MATERIAL FOR THE TASK >>
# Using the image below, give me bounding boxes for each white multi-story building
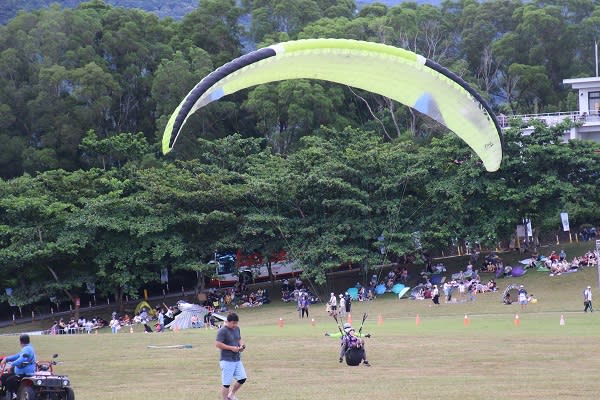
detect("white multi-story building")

==

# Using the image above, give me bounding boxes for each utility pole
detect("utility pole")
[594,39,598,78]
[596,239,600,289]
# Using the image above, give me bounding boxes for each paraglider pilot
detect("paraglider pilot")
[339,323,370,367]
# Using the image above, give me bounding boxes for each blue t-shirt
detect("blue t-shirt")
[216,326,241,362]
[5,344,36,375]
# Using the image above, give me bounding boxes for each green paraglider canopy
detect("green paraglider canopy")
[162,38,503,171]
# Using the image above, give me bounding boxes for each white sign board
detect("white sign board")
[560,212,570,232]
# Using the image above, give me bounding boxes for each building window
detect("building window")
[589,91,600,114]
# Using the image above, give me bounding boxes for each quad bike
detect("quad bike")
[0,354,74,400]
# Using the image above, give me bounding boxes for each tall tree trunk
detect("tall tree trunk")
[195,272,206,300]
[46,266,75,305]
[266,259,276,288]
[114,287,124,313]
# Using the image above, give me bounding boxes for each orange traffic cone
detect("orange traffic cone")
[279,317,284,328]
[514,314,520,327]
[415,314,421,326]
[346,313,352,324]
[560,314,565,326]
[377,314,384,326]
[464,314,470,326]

* * *

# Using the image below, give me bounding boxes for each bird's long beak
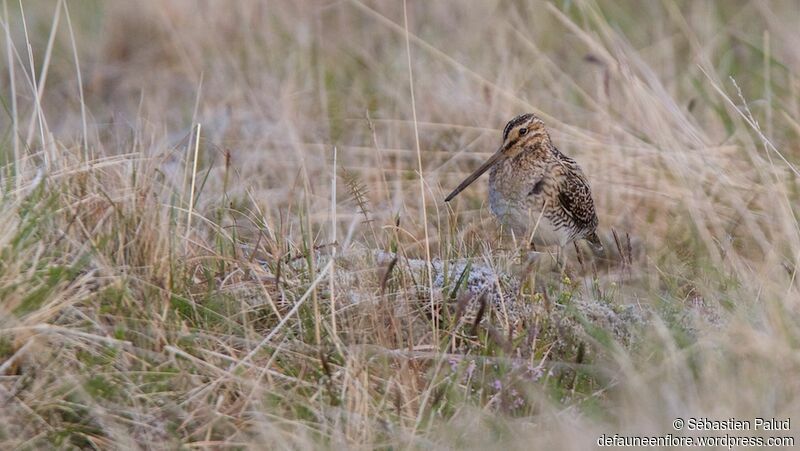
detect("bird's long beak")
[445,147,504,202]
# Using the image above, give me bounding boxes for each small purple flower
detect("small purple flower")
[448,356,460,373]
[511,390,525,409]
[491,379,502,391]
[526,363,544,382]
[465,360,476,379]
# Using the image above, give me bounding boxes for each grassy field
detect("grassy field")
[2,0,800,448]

THE TASK >>
Lines with the word "multi" in them are the answer; report each one from the data.

REPLY TO THE EXERCISE >>
# Using the image below, give me bounding boxes for each white multi-story building
detect("white multi-story building")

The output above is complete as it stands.